■ OBJETIVO DECLARADO 1
Transcreva fielmente a passagem do texto sobre livros de jornalismo que começa em "Indicar livros é" e termina em "na minha vida.".
■ OBJETIVO DECLARADO 2
Responda às perguntas a seguir com base no texto sobre livros de jornalismo.
(a) Em que período a pilha de títulos sobre jornalismo foi encontrada?
(b) Quantos livros compõem o limite da lista?
(c) De que maneira os livros recomendados devem ser consumidos?

■ TRECHO DO DOCUMENTO
|---|

10 livros de jornalismo

Tais Laporta

Indicar livros é sempre uma tarefa arbitrária. Ainda assim, uma boa orientação pode alavancar a leitura de iniciantes aventureiros. Trombei com uma pilha de títulos sobre (e de) jornalismo durante minha formação, mas poucos são inesquecíveis, de verdade. Encontrei-os como agulhas no palheiro – mas valeu a pena. As obras ruins e medianas hoje não passam de uma vaga lembrança, enquanto que as boas – as que fizeram diferença – estão impregnadas na minha vida.

Não importa se tais livros são clássicos ou meros desconhecidos, tampouco se indicados pelas faculdades de jornalismo. Na verdade, o que interessou nessa seleção é o que atingiu meu gosto pessoal. Por isso, recomendo a lista sem culpa para quem quer iniciar sua jornada por bons livros que levam à arte do jornalismo. Ficaram de fora muitas obras-primas que mereceriam destaque, mas isso se deve à limitação da lista (10) e por ainda não ter lido um décimo da infinita gama de livros já escritos na área. Tomei como critério dois fatores: os livros abaixo podem ser encarados como verdadeiras aulas de jornalismo – valem mais que dezenas de horas em sala de aula – mas devem ser consumidos por prazer, sem aquela obrigação acadêmica.

|---|

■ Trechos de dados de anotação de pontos

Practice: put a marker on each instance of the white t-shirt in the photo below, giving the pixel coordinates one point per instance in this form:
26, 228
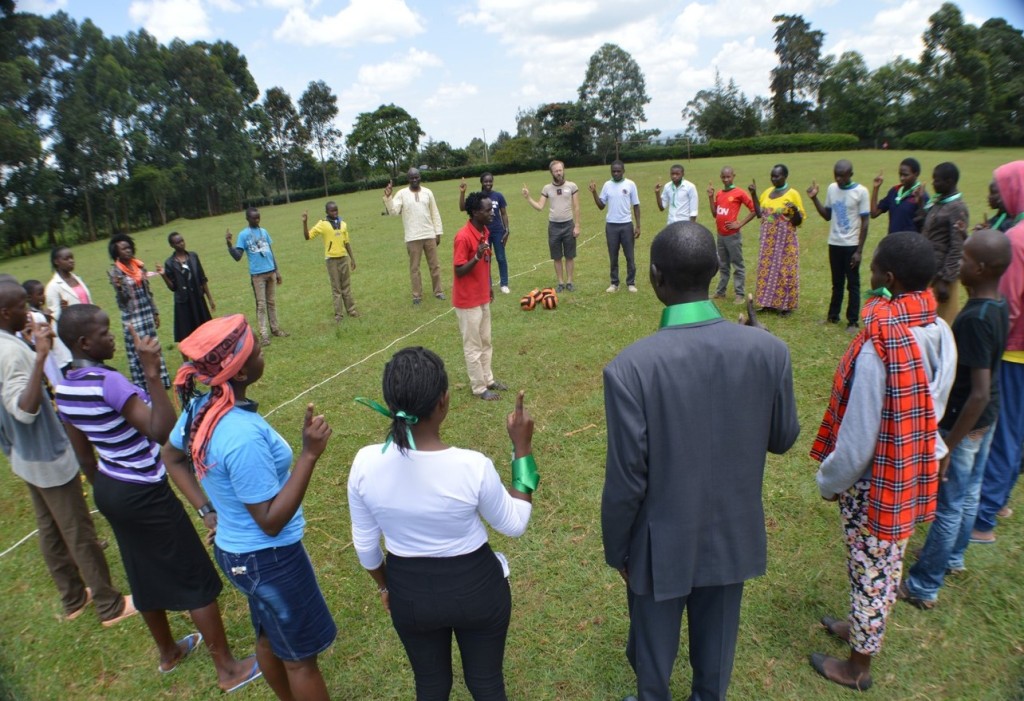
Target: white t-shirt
847, 206
427, 504
681, 203
620, 199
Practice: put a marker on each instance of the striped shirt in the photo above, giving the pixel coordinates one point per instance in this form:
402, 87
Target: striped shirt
91, 399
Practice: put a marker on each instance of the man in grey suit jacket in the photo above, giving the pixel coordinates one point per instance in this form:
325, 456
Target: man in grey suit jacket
691, 411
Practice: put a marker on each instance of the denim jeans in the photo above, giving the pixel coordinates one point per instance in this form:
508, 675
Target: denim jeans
954, 514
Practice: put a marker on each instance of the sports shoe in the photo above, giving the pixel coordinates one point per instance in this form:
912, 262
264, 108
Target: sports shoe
128, 611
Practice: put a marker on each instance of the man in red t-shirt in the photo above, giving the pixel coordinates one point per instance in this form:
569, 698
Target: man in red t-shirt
725, 206
472, 295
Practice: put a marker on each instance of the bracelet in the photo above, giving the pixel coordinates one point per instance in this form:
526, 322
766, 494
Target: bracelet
524, 475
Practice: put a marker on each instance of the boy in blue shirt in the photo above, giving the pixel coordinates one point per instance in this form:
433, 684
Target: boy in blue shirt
255, 243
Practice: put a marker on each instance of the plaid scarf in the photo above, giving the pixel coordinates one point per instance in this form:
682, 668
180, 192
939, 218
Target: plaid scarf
904, 473
218, 350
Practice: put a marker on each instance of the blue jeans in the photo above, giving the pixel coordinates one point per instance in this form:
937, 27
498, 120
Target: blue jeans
954, 514
1005, 459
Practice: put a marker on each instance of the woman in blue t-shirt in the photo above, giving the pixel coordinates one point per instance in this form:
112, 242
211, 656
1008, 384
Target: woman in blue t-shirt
255, 501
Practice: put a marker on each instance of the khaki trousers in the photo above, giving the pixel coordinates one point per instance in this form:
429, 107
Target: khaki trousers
474, 324
416, 250
265, 290
71, 551
339, 271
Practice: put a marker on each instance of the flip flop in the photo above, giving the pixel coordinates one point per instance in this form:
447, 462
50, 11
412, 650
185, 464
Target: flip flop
192, 642
254, 674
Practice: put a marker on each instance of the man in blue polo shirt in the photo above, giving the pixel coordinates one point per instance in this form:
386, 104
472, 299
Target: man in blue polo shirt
621, 196
255, 242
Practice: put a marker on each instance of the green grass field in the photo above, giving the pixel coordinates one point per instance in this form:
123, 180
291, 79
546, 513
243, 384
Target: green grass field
569, 621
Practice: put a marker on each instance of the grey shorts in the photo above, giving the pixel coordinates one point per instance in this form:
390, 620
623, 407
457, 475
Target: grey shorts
561, 243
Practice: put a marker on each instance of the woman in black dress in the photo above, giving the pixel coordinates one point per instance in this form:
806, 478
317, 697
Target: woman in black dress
183, 275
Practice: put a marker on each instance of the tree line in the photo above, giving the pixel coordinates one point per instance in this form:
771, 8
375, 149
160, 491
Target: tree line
100, 134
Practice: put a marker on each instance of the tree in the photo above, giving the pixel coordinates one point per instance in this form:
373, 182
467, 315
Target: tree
613, 92
795, 81
281, 131
385, 138
439, 155
563, 130
850, 102
722, 113
318, 106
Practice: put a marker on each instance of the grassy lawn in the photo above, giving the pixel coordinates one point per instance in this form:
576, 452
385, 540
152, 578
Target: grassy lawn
569, 620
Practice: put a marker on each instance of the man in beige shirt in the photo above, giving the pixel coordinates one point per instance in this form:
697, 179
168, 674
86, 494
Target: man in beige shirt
563, 221
422, 222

|---|

■ RESPOSTA 1
Indicar livros é sempre uma tarefa arbitrária. Ainda assim, uma boa orientação pode alavancar a leitura de iniciantes aventureiros. Trombei com uma pilha de títulos sobre (e de) jornalismo durante minha formação, mas poucos são inesquecíveis, de verdade. Encontrei-os como agulhas no palheiro – mas valeu a pena. As obras ruins e medianas hoje não passam de uma vaga lembrança, enquanto que as boas – as que fizeram diferença – estão impregnadas na minha vida.

■ RESPOSTA 2
(a) Durante a formação.
(b) Dez livros.
(c) Por prazer, sem aquela obrigação acadêmica.